Task goal
Copy every line of the data below word for word, leaving out the images.

Provided data

===

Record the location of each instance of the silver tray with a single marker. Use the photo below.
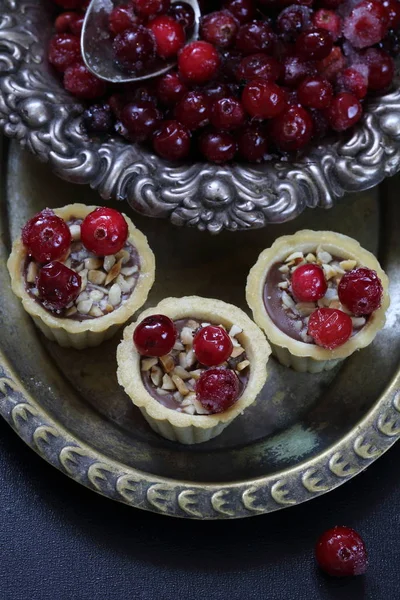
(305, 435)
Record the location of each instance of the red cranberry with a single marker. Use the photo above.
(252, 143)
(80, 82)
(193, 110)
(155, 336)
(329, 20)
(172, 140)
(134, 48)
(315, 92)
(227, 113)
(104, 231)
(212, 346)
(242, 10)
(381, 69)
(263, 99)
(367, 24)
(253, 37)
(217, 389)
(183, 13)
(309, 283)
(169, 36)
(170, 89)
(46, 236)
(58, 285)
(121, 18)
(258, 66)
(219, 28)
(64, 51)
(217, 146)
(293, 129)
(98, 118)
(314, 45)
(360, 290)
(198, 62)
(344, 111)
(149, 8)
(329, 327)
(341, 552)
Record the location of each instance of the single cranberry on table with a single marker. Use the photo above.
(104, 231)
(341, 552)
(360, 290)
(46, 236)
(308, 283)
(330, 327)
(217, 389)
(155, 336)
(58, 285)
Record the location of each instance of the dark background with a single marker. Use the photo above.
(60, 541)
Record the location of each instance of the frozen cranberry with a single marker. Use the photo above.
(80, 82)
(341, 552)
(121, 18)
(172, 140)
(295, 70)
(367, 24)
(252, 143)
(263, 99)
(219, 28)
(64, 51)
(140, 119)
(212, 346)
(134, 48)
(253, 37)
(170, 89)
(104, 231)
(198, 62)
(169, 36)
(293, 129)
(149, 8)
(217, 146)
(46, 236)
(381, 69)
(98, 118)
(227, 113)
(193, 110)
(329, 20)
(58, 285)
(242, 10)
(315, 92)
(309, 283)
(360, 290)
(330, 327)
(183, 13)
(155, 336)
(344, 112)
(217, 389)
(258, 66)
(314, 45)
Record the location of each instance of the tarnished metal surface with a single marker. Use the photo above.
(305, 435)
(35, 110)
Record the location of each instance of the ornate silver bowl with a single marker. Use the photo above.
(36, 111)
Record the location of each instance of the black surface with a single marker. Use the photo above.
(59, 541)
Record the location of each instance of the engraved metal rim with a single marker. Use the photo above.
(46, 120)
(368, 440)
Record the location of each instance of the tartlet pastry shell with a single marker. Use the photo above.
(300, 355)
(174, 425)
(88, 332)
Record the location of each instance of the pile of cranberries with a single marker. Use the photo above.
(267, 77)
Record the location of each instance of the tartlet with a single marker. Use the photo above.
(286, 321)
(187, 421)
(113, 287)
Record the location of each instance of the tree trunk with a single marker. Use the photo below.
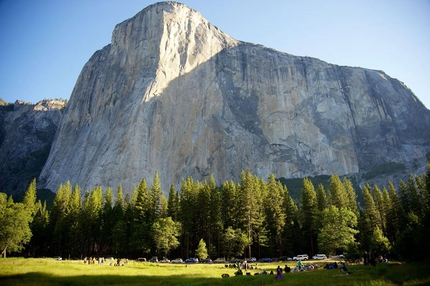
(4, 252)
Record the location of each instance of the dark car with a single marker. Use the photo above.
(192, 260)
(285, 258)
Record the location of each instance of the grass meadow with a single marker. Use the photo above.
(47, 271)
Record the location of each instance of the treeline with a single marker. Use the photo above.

===

Completed task
Record the location of each instance of the silver tray with a single marker. Use the photo below.
(305, 435)
Record the location of each instance of the red cranberry with a single marker. Use the photo above.
(252, 143)
(80, 82)
(193, 110)
(155, 336)
(329, 20)
(172, 140)
(134, 48)
(315, 92)
(227, 113)
(104, 231)
(212, 346)
(242, 10)
(381, 69)
(263, 99)
(367, 24)
(253, 37)
(217, 389)
(183, 13)
(309, 283)
(169, 36)
(170, 89)
(46, 236)
(58, 285)
(121, 18)
(258, 66)
(219, 28)
(64, 51)
(217, 146)
(293, 129)
(98, 118)
(314, 45)
(360, 290)
(198, 62)
(344, 111)
(149, 8)
(329, 327)
(341, 552)
Record the location of each instance of the single cranberry on table with a single marker. Use the photo above.
(104, 231)
(341, 552)
(360, 290)
(46, 236)
(308, 283)
(330, 327)
(217, 389)
(155, 336)
(58, 285)
Record the location of each instance of the dark background with a single marker. Use the photo above.
(60, 541)
Record the location of each instance of the frozen cranberry with a single marker. Use the photo above.
(80, 82)
(341, 552)
(121, 18)
(172, 140)
(295, 70)
(367, 24)
(252, 143)
(263, 99)
(219, 28)
(64, 51)
(140, 119)
(212, 346)
(134, 48)
(253, 37)
(170, 89)
(104, 231)
(198, 62)
(169, 36)
(293, 129)
(149, 8)
(217, 146)
(46, 236)
(381, 69)
(98, 118)
(227, 113)
(193, 110)
(329, 20)
(58, 285)
(242, 10)
(315, 92)
(309, 283)
(360, 290)
(330, 327)
(183, 13)
(155, 336)
(344, 112)
(217, 389)
(258, 66)
(314, 45)
Record the location of each instance of the tarnished metal surface with a single marker. Use the photo above.
(305, 435)
(35, 110)
Record the location of each instance of the ornate silver bowl with a single marker. Use the photo above.
(36, 111)
Record the location of each instance of the black surface with a single marker. Use the photo above.
(59, 541)
Record the location of each instance of the engraved metal rim with a single marker. Use the photo above.
(46, 120)
(368, 440)
Record the location of each instance of the tartlet pastry shell with a single marker. Use the photo above.
(300, 355)
(174, 425)
(88, 332)
Record the location of each instance of the pile of cranberries with a single marker. Use the photo above.
(267, 77)
Record the location of each instance of the tartlet with a single marker. Use the photo above.
(286, 321)
(187, 421)
(113, 287)
Record the location of each instance of the tree trunk with a single marker. Use the photo below.
(4, 252)
Record the location of each instance of the dark car with a single marker. Use the photo above.
(192, 260)
(285, 258)
Record the location of each instance of the grass meadow with a single marker. Use the photo above.
(47, 271)
Record the location of each instance of the treeline with a single marker. Use the photo above.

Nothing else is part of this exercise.